Según el texto seleccionado, ¿cuántos soldados británicos y australianos contrarrestaron en 1940 el avance italiano hacia Egipto?

TEXTO SELECCIONADO
━━━━━━━━━━━━━━━━

Era una ciudad arruinada, en descomposición, medio engullida por el desierto del Sáhara, que llevaba dos mil años ganándole terreno. La mayoría de las columnas y bloques de piedra presentaban un color mortecino, semejante al de la arena rojiza, pero entre las ruinas se distinguían unos cuantos añadidos de color blanco, parte de las muchas «mejoras» realizadas por los italianos a lo largo de la década anterior. «Un nuevo imperio se alza de entre las cenizas del antiguo —solía repetirles Mussolini a los italianos—. Estamos construyendo un nuevo imperio romano». Wheeler dio un trago a su cantimplora y oteó el cielo en busca de aviones enemigos. Nada, ni una nube. Los italianos abandonaban por segunda vez una de las piedras angulares de su «imperio» sin ni siquiera oponer resistencia.

La primera vez había sido en 1940, cuando 36.000 soldados británicos y australianos contrarrestaron el avance hacia Egipto de 200.000 hombres del 10.º Ejército italiano.

Los británicos perdieron las ruinas en 1941 cuando los italianos, con el respaldo de las tropas alemanas y bajo el mando del general Erwin Rommel, los hicieron retroceder de vuelta a Egipto. Poco después, los italianos publicaron una muestra ejemplar de propaganda cultural: Che cosa hanno fatto gli Inglesi in Cirenaica (Qué han hecho los ingleses en Cirenaica). El panfleto mostraba objetos robados, estatuas destrozadas y paredes pintarrajeadas en el Museo de Cirene, obra, según los italianos, de los soldados británicos y australianos. Los británicos no supieron que la denuncia de los italianos era falsa hasta poco tiempo después, al recuperar Cirene, seiscientos cuarenta kilómetros al este de Leptis Magna. Las estatuas llevaban rotas cientos de años, los pedestales estaban vacíos porque los italianos habían retirado las estatuas y las pintadas no estaban en las paredes de las galerías del museo, sino en un cuarto trasero lleno de pintadas semejantes hechas por los soldados italianos.

━━━━━━━━━━━━━━━━

Datos almacenados
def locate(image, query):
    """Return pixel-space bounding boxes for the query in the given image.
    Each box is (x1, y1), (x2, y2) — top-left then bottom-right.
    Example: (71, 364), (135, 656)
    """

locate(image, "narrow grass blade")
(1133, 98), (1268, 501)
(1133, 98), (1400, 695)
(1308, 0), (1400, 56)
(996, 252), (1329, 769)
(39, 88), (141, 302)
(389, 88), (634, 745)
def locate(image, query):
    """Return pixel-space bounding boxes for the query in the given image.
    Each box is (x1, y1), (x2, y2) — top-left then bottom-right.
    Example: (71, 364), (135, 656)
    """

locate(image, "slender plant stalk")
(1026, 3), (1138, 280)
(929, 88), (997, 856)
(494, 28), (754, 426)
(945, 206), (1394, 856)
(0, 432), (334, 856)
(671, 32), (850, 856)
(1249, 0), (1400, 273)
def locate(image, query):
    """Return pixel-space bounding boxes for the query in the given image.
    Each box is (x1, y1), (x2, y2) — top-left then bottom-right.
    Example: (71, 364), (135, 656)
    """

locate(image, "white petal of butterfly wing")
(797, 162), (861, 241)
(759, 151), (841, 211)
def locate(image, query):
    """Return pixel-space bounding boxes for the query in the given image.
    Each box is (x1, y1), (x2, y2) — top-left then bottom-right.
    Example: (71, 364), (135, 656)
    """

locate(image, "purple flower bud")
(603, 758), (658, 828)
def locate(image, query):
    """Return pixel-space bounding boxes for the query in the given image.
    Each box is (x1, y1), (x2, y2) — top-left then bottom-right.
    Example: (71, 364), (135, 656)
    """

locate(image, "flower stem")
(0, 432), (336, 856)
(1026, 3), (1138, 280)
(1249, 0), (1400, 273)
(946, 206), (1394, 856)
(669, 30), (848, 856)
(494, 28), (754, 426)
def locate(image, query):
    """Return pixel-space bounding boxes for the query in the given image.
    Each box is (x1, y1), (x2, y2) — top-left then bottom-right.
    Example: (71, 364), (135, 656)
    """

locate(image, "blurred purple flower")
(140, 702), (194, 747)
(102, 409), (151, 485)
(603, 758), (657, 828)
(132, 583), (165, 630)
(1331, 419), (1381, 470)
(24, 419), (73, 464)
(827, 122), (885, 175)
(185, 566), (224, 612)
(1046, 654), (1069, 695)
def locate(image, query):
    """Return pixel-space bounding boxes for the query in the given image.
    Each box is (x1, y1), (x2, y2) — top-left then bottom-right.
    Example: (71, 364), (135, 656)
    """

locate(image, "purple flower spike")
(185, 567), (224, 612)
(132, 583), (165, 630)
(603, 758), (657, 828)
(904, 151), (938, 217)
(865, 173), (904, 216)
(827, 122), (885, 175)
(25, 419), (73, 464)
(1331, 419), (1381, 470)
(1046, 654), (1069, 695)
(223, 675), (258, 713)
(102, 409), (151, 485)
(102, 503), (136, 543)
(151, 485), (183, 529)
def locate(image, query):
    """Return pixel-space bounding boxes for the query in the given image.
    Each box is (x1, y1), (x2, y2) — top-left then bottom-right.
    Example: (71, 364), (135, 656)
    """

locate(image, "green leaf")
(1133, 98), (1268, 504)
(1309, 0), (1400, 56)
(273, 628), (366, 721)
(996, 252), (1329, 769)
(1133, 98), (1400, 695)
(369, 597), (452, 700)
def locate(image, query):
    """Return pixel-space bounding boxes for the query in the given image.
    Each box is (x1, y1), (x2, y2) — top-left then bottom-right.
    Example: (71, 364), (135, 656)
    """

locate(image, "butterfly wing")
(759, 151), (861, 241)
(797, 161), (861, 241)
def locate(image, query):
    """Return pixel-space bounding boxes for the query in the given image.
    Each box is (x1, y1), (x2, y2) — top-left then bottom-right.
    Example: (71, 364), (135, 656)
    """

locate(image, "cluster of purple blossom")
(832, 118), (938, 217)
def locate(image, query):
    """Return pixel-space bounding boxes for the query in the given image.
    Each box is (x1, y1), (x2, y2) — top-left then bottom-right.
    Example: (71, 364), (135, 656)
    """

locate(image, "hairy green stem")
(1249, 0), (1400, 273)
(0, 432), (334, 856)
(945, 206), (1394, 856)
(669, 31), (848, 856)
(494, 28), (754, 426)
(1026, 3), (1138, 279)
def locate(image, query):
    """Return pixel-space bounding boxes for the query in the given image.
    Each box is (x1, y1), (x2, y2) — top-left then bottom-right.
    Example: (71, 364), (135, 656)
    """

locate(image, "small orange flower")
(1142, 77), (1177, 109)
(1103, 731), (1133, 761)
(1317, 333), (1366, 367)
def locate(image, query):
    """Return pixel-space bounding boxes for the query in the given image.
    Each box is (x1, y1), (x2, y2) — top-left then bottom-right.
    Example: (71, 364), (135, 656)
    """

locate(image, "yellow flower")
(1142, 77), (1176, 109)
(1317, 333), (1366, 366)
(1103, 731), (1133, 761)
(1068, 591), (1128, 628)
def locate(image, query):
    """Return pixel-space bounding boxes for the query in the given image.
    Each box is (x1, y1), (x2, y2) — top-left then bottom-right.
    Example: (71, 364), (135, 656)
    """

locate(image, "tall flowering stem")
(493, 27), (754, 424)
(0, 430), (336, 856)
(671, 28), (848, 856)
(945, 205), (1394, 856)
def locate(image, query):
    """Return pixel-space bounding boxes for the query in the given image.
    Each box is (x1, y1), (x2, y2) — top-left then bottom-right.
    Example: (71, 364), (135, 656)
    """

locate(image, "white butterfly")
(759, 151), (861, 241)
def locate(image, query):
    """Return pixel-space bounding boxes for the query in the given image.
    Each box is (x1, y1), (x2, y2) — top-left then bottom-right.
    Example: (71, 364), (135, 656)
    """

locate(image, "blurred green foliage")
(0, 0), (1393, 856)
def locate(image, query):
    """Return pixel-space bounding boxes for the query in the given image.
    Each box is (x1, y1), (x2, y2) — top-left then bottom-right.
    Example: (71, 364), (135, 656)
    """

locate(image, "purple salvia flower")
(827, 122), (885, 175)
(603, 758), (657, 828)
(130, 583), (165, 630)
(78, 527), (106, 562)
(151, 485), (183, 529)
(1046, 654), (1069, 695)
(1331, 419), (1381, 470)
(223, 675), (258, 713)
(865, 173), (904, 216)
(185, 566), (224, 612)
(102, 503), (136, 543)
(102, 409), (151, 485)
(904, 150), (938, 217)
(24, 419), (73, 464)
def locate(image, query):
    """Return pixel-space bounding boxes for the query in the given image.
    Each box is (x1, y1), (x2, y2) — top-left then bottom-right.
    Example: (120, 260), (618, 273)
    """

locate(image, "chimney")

━━━━━━━━━━━━━━━━

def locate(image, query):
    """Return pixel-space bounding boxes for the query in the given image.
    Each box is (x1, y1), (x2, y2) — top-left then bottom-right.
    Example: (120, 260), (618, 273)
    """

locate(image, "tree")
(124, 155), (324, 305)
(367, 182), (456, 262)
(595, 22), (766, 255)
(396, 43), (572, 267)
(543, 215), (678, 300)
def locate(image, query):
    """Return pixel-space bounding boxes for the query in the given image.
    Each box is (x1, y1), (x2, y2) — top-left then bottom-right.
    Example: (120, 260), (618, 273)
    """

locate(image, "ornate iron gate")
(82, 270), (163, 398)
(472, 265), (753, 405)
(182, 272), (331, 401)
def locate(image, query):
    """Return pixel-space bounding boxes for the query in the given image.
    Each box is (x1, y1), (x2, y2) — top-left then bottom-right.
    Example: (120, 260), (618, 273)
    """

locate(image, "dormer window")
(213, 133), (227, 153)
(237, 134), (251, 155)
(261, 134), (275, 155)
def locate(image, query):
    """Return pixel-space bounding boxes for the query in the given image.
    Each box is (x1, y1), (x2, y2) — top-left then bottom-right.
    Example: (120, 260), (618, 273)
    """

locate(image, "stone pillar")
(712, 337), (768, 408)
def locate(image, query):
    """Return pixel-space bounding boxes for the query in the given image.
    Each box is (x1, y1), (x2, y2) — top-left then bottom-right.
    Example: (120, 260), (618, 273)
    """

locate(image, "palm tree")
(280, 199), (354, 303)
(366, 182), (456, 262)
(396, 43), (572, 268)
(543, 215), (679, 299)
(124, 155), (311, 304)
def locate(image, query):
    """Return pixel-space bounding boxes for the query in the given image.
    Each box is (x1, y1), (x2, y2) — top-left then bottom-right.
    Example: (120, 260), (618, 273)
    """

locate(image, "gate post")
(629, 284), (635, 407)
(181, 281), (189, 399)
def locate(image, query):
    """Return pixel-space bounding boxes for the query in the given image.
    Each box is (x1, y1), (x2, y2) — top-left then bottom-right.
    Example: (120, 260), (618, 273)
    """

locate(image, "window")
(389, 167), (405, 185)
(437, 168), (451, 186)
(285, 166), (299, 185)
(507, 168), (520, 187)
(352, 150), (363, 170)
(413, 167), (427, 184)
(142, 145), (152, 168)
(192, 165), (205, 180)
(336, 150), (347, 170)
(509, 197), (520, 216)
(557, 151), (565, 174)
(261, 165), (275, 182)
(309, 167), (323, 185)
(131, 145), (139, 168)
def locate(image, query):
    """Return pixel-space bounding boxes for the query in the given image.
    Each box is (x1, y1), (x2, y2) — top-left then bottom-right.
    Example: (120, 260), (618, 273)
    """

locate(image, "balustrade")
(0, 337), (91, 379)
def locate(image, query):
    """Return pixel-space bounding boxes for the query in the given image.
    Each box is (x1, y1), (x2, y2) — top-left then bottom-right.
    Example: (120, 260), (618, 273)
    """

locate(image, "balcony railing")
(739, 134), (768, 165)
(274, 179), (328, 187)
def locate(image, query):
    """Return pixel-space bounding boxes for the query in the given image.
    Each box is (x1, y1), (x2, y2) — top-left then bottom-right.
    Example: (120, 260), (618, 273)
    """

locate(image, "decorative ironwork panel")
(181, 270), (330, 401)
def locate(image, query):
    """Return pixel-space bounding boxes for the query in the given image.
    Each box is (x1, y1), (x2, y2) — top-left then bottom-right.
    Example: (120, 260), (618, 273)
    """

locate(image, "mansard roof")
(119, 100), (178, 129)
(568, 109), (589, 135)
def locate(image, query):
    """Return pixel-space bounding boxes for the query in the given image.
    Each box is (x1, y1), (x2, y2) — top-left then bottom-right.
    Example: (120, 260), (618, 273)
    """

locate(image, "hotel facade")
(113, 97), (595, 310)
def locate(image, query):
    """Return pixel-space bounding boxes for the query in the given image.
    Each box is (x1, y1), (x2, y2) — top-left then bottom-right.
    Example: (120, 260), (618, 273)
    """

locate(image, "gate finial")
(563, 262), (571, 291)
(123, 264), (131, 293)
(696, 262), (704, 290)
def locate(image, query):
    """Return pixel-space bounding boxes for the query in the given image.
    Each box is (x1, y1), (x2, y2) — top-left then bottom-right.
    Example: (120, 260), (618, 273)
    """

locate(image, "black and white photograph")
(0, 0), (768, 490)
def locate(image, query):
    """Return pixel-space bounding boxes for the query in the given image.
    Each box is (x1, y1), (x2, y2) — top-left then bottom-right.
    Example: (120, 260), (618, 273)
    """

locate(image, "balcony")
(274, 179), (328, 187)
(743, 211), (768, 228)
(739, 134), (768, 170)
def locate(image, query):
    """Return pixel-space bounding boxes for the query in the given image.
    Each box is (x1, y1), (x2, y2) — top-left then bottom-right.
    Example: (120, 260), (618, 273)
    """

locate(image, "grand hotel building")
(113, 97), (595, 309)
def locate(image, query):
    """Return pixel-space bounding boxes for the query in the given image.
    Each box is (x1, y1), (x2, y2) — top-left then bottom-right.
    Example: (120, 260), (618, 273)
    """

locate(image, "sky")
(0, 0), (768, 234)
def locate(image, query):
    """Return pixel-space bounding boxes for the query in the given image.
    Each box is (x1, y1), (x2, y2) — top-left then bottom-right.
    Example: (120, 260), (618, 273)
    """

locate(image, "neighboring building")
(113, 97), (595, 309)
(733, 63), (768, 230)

━━━━━━━━━━━━━━━━

RESULTADO OBTENIDO
36.000 soldados.